Text segment:
###

What Type of Sexual Development Disorder (DSD) Does My Baby or Child Have?

There are a few DSDs. These are grouped by the way the gonads (sex glands) form.


With 46XX, the inner organs are female (the ovaries are normal) but the vagina looks masculinized. This is caused by too many male hormones. Some causes are:

  • Congenital adrenal hyperplasia: A common DSD. Too many male hormones cause a girl's external sex organs to become too large. The clitoris can grow to look like a penis. Another issue is the vaginal opening may not be visible. Hormone and enzyme levels are off-balance. The body's level of cortisol may be far too low.
  • Placental aromatase deficiency: This is from a rare enzyme problem in the placenta. It causes the fetus to get too much testosterone.
  • Hormonal medications: Sometimes pregnant mothers are given hormones during pregnancy. They can masculinize the fetus.
  • Maternal hormonal imbalance: A pregnant mother can, herself, have a hormone imbalance. This may give the fetus too much testosterone.

###

Dataset section:
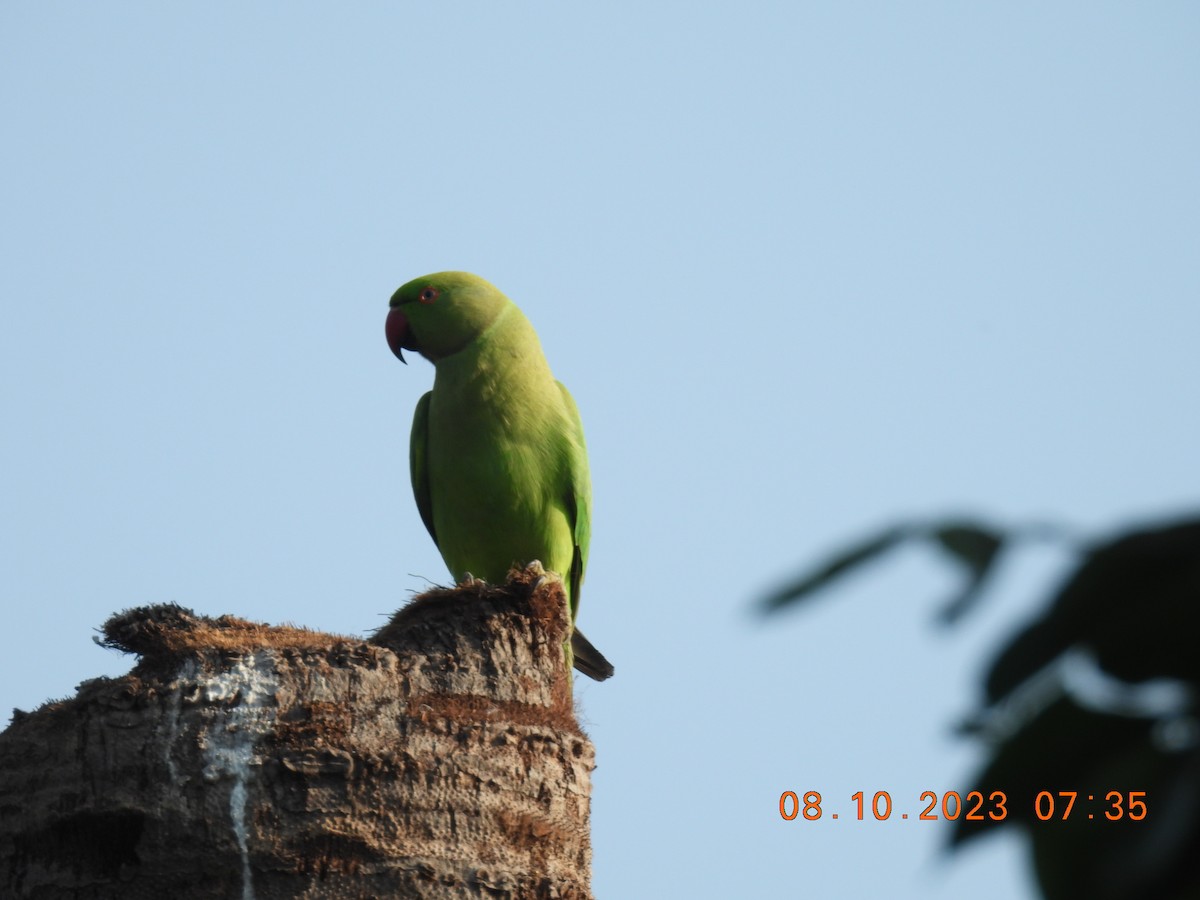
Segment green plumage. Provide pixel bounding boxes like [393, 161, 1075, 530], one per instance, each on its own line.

###

About this exercise: Reproduce the passage on sexual development disorders word for word, from "What Type of" to "far too low.".

Your solution:
What Type of Sexual Development Disorder (DSD) Does My Baby or Child Have?

There are a few DSDs. These are grouped by the way the gonads (sex glands) form.


With 46XX, the inner organs are female (the ovaries are normal) but the vagina looks masculinized. This is caused by too many male hormones. Some causes are:

  • Congenital adrenal hyperplasia: A common DSD. Too many male hormones cause a girl's external sex organs to become too large. The clitoris can grow to look like a penis. Another issue is the vaginal opening may not be visible. Hormone and enzyme levels are off-balance. The body's level of cortisol may be far too low.